EXERCISE BRIEF:
Render the entries below as a Markdown table with the columns Row and Line, starting at the line containing "Locate the closet" and continuing through the last of the entries, both ends included. Leave out blank lines.

SUPPLIED RECORDS:
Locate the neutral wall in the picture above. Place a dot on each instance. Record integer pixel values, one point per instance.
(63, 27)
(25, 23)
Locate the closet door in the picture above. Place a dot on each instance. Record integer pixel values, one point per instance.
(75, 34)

TASK ANSWER:
| Row | Line |
|---|---|
| 1 | Locate the closet door in the picture above. Place a dot on each instance. Record integer pixel values, one point per instance. |
| 2 | (75, 34) |